### Exercise directions
Arrange the lines of all the rows below as a numbered list, leaving out blank lines and the pictures.

[Saved data entries]
********

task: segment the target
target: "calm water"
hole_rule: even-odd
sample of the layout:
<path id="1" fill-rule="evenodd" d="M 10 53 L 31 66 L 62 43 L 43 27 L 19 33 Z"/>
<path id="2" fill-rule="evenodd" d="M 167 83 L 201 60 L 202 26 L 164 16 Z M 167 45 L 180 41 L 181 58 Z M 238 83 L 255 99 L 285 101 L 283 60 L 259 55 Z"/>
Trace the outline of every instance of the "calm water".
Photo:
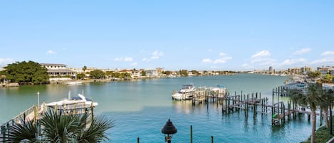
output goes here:
<path id="1" fill-rule="evenodd" d="M 258 114 L 255 120 L 250 112 L 221 114 L 216 104 L 192 106 L 189 102 L 172 101 L 171 92 L 182 85 L 195 86 L 223 85 L 234 93 L 261 92 L 271 100 L 273 88 L 281 85 L 287 77 L 252 74 L 227 76 L 187 77 L 153 79 L 135 82 L 91 83 L 79 86 L 34 85 L 0 88 L 0 122 L 41 102 L 46 102 L 84 92 L 99 105 L 95 112 L 115 122 L 108 131 L 110 142 L 164 142 L 161 128 L 168 118 L 177 128 L 172 142 L 189 142 L 190 125 L 194 142 L 300 142 L 310 134 L 310 122 L 301 116 L 281 127 L 271 127 L 270 115 Z M 286 101 L 287 98 L 280 98 Z M 270 102 L 270 101 L 269 101 Z"/>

********

### Response
1. task: segment the target
2. target: "calm water"
3. hole_rule: even-odd
4. sample of the layout:
5. <path id="1" fill-rule="evenodd" d="M 10 53 L 31 66 L 62 43 L 43 27 L 19 33 Z"/>
6. <path id="2" fill-rule="evenodd" d="M 167 83 L 201 60 L 202 26 L 164 16 Z M 167 45 L 180 41 L 181 58 Z M 238 83 L 255 99 L 285 101 L 283 60 L 259 55 Z"/>
7. Trace the outline of every instance of the "calm water".
8. Photo:
9. output goes here:
10. <path id="1" fill-rule="evenodd" d="M 258 114 L 255 120 L 250 112 L 221 114 L 216 104 L 192 106 L 189 102 L 172 101 L 171 92 L 182 85 L 195 86 L 223 85 L 234 93 L 261 92 L 271 100 L 273 88 L 281 85 L 287 77 L 252 74 L 227 76 L 187 77 L 153 79 L 135 82 L 91 83 L 79 86 L 34 85 L 0 88 L 0 122 L 41 102 L 46 102 L 84 92 L 99 105 L 95 112 L 115 122 L 108 131 L 110 142 L 164 142 L 161 128 L 168 118 L 177 128 L 172 142 L 189 142 L 190 125 L 194 142 L 300 142 L 310 134 L 310 122 L 301 116 L 281 127 L 271 127 L 270 115 Z M 286 101 L 287 98 L 280 98 Z M 270 102 L 270 101 L 269 101 Z"/>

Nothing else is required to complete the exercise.